*To do*
1 – In the article on Guaranteed Service Refund waivers below, which two large carriers added "Generally On Time" clauses to some of their contracts?
2 – Condense the paragraph of the article on Guaranteed Service Refund waivers that begins "So, it is with GSR waivers." Keep its main facts.

Top of Document text

That is happening, with increasing frequency, with Guaranteed Service Refund (GSR) waivers.
To begin, large carriers like UPS and FedEx have added ‘Generally On Time’ type clauses to some of their contracts, stating, in effect, that if their deliveries are on time the majority of the time, be it 9o% or 99% of the time, one cannot file for a late delivery refund.
But who gets to adjudicate what is unacceptably late or the degree of late deliveries? As it now stands, the Carriers are the ones monitoring their own performance.
On the one hand, the two major Carriers, and others, continue to increase many of their rates and accessorial charges every year.
On the other hand, they attempt to have business customers waive their rights to hold them to their own service standard of on-time delivery – which is, of course, what we are all paying for.
It is the job of independent parcel contract negotiators and those who work to optimize clients’ agreements with UPS and FedEx – firms like LJM Group – to be a watchdog of the parcel Carriers, and an advocate for the companies who ship their products with them.
We help our clients review their current contracts; create, dissect and analyze new shipping proposals; and, subsequently, negotiate with the Carriers for the best rates possible, as often as possible.
Many companies simply do not have the time to dig into the fine details of new contract terms, or fully understand nuances, and nuisances, like the GSR waiver.
However, once we point out to clients that they have every right to expect consistent standards for the service levels stated in the Carrier contracts they sign, and that every late delivery not refunded is a potential loss of revenue, then they start to pay attention. It is not only enlightened self-interest, but also fair business.
For example, FedEx recently introduced an updated format of their standard agreement.
It is separated by sections for Express (Air) and Ground deliveries.
They may also have separate agreements for international Exports and Imports. So, it follows that the more frequent and diversified a company’s shipment profile is, the more detailed the agreement is, including caveats, waivers, and other miscellaneous clauses.
Clarifying with our clients what is in their newer agreements is step one. The next step is the essential reason companies like LJM are hired: an in-depth analysis of all pricing, followed by a comprehensive contract review, underscored by a relentless effort to uncover every discount and cost-saving measure due them, and finally securing a renegotiated optimized parcel carrier contract.
So, it is with GSR waivers. At LJM, we recommend that no shipper waives their right to late-delivery refunds. When one thinks about it, by doing so, a business like yours is asked to forgive their Carriers’ delinquency, while sacrificing their own reputation by allowing a product, part, proposal, or finished goods to not arrive to their customer on the date promised. The collateral damage is that you, the shipper, now have to deal with unhappy customers. Are they going to be as forgiving as you were?
Late deliveries can also increase customer service efforts and decrease revenues that arise from shipping. Accordingly, if your Carrier ever asks you to waive your right for a refund or waive a discount for deliveries that fail the ‘On Time’ promise, one should pause and ask: why?
With the right information, proper detailed auditing, and strategic negotiations completed by knowledgeable professionals, surcharges and billing errors can be avoided, fair refunds can be satisfied, and contracts will be adhered to.

Bottom of Document text
Top of Study material

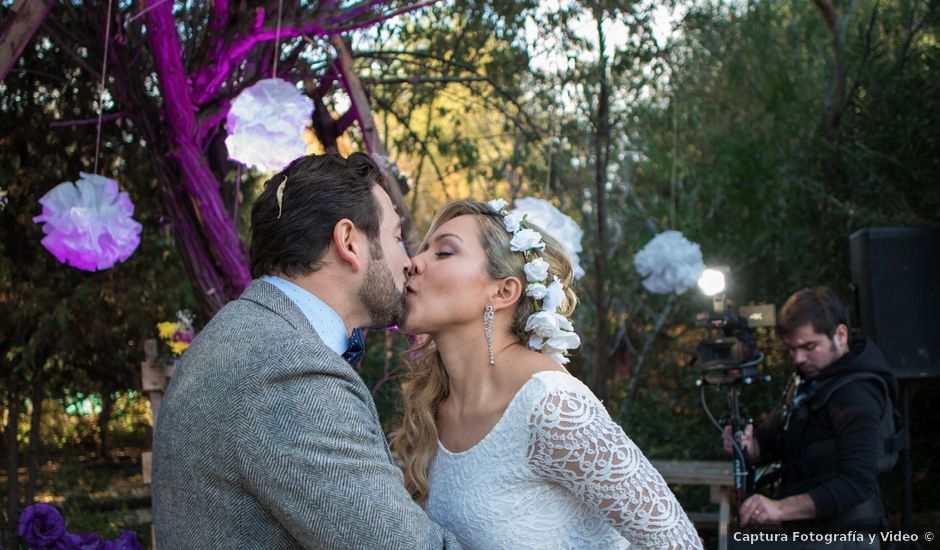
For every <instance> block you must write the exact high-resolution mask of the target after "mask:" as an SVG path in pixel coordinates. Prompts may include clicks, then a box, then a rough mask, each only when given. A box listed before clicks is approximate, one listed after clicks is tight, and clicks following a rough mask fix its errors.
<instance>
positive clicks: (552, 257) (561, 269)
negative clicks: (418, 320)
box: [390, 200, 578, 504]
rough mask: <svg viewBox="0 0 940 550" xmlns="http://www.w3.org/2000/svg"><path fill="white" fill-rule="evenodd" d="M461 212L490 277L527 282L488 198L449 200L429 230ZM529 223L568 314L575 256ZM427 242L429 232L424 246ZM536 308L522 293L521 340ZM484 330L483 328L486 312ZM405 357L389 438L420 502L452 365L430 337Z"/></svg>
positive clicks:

Bottom of Study material

*Solutions per task*
1 – UPS and FedEx.

2 – LJM recommends that no shipper waive its right to late-delivery refunds. Doing so forgives the Carriers' delinquency while damaging the shipper's own reputation when goods miss the promised date. The shipper is then left with unhappy customers, who may not be as forgiving.